Short task: Please print each of the rows below word for word, changing nothing.

Entries provided:
▼

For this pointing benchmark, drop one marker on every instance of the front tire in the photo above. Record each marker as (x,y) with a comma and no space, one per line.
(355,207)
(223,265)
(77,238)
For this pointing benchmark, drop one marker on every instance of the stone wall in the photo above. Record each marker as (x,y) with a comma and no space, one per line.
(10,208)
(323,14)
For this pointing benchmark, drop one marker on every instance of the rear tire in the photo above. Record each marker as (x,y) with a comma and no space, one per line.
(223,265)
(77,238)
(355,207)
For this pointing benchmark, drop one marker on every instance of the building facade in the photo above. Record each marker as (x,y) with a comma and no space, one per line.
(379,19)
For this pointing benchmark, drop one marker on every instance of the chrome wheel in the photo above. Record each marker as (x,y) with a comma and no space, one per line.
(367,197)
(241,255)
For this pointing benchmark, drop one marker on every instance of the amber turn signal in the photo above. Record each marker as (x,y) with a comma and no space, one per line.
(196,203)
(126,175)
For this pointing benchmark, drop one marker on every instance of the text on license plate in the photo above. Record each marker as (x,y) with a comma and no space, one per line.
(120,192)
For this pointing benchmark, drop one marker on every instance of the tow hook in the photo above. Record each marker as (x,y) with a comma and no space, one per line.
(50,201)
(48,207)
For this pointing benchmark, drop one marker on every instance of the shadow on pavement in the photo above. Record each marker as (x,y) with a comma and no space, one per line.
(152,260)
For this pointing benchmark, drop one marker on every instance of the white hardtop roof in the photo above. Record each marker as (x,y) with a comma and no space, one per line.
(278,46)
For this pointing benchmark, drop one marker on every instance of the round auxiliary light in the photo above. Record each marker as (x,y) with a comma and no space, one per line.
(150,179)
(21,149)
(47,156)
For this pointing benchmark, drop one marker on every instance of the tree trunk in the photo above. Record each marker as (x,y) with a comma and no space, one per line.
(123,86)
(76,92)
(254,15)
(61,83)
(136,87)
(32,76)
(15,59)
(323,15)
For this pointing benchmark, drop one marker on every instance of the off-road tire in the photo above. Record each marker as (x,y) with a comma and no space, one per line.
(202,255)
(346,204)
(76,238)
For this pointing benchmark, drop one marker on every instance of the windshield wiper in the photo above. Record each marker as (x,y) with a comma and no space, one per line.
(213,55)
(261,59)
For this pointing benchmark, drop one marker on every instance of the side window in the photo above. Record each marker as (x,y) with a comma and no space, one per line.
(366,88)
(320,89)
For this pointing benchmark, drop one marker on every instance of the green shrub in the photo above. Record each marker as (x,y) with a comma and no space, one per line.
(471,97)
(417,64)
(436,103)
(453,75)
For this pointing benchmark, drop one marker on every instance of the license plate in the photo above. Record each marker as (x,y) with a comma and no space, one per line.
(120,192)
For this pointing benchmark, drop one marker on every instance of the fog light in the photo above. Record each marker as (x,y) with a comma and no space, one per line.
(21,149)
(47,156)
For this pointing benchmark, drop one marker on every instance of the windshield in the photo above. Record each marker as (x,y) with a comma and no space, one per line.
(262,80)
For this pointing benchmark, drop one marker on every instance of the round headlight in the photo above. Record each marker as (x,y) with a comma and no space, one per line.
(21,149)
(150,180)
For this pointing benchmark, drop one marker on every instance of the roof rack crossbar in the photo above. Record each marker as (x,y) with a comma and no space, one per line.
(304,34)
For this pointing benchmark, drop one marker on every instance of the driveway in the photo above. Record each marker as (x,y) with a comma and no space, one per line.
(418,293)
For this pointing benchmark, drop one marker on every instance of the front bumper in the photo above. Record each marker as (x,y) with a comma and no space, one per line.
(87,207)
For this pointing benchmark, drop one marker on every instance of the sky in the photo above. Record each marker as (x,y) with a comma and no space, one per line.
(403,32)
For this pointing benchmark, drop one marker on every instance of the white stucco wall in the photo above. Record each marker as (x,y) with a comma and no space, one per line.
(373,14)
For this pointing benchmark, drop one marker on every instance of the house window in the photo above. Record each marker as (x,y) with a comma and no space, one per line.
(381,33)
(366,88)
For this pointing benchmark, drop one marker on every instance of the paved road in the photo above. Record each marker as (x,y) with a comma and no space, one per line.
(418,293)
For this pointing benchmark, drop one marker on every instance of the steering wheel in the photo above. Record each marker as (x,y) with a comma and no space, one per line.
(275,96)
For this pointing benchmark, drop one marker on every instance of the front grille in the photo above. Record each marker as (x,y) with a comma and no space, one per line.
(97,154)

▲

Problem solution:
For this pointing benchmark, drop one marker on every instance of the front tire in the photo above. Record each marker as (x,y) with a comma and no space, one per line.
(355,207)
(223,265)
(77,238)
For this pointing benchmark, drop one marker on every instance of the stone wall in the photo above. Record each marker as (x,y) with a comma and no space, one per line.
(10,208)
(323,14)
For this pointing benchmark, drop one marker on every instance of the rear tire in the photo above. Record each marker as (x,y) with a comma and no space, one per line.
(223,265)
(77,238)
(355,207)
For this pointing benchmark, drop one marker on every instance of the building facade in the photo above. Record each marker as (x,y) with a comma and no space, one per line.
(379,19)
For this pointing benchmark, drop one marker on every instance of the chrome wheel in the photo above. Record each marker as (x,y) with a comma and no space, one per line.
(367,197)
(241,255)
For this pointing benchmark, drop one marker on every instance of the amber turn signal in the photo above. Record each marker as (x,y) with a comma and no space, one per line.
(196,203)
(126,175)
For this pointing benchmark, drop one marker on every instance of the text on license plate in the photo above. Record each marker as (x,y) with a comma and no space, one per line.
(120,192)
For this pointing benchmark, drop one marker on every instance of the tow hook in the photo above. Record each marker as (x,y) with a comma and no space, one per line.
(50,201)
(48,207)
For this pointing benchmark, drop one marker on every instance of the shadow on pavement in the photo above. Record each marker as (x,y) with a comma and no space, one per line.
(152,260)
For this pointing benchmark, drop one marker on every instance of the white hardtop roof in the photo above. Record each marker as (x,y) with a comma and no space, one per line.
(278,46)
For this pointing benchmark, drop one marker on every instance of the round auxiliary light in the photo above. Record each marker as (x,y) with a comma and no space, one per line.
(150,179)
(21,149)
(47,156)
For this pointing benchmark, drop one marker on every instance of the tree trunk in the photo above. Record each marker as (x,y) with a comma and no space, one per line.
(123,86)
(76,92)
(254,15)
(61,83)
(136,87)
(32,76)
(15,59)
(323,15)
For this pointing benchmark, drop one marker on every instance of the off-road tire in the photo above. Record each marker as (x,y) with a comma and no space, one per line.
(202,255)
(346,204)
(76,238)
For this pointing benchmark, drop one marker on every instance of the windshield wiper in the photo above. Record each marker as (x,y) with a comma and no space, one per line.
(213,55)
(261,59)
For this pointing benchmark, drop one marker on every instance of the side window in the photo above. Record each marker as (x,y) with a comma and no space, one per line.
(366,88)
(320,89)
For this pointing benchmark, drop one marker on every instance of the green shrub in the photo above. Record each marker as (x,y) with a comma and no space, one per line.
(471,97)
(417,64)
(436,103)
(453,75)
For this pointing benchmark, drop one marker on every instance of the license plate in the photo above. Record each marker as (x,y) with a comma and no space, one per line.
(120,192)
For this pointing benchmark, drop one marker on every instance of the fog light in the photo above. Record each marker as (x,y) with a comma and no space, one per line.
(21,149)
(47,156)
For this pointing benchmark, drop one marker on every instance of the windshield in the photo above. Record each marker as (x,y) with a comma and no space, one per line.
(262,80)
For this pointing benchmark, drop one marker on every instance of the round headlight in the photo above. Record each marker as (x,y) with a comma and no space, one per line.
(21,149)
(150,180)
For this pointing benchmark, drop one marker on every instance of the roof rack crossbar in the photo above. Record each marker as (x,y) with a comma and no space, one per line.
(304,34)
For this pointing benchmark, drop one marker on every instance of the driveway in the photo above. Record each marker as (x,y) with a comma and no space, one per line.
(418,293)
For this pointing benchmark, drop one marker on every instance of the front bumper in the photo above. Record each marker as (x,y) with a comma and no space, one per line.
(87,207)
For this pointing benchmark, drop one marker on every instance of the sky in the photo above. Record each marker as (x,y) with a comma and no space, one per line.
(403,32)
For this pointing benchmark, drop one marker on every instance of the white stucco wall in the photo above. Record each marker as (x,y) with a comma and no space, one per line.
(373,14)
For this pointing benchmark, drop one marker on every instance of the house window in the photo above. Record each marker as (x,y) with a comma and no space, one per line.
(381,33)
(366,88)
For this pointing benchmark, drop one marker on every instance of the paved road in the photo above. Record each marker as (x,y) with a comma and no space, one per line.
(418,293)
For this pointing benchmark, drop one marker on every instance of the steering wheel in the photo above. Record each marker as (x,y) with a comma and no space, one per line.
(275,96)
For this pointing benchmark, drop one marker on every instance of the front grille in the photo above. Record each marker as (x,y) with a comma and no space, one per line.
(97,154)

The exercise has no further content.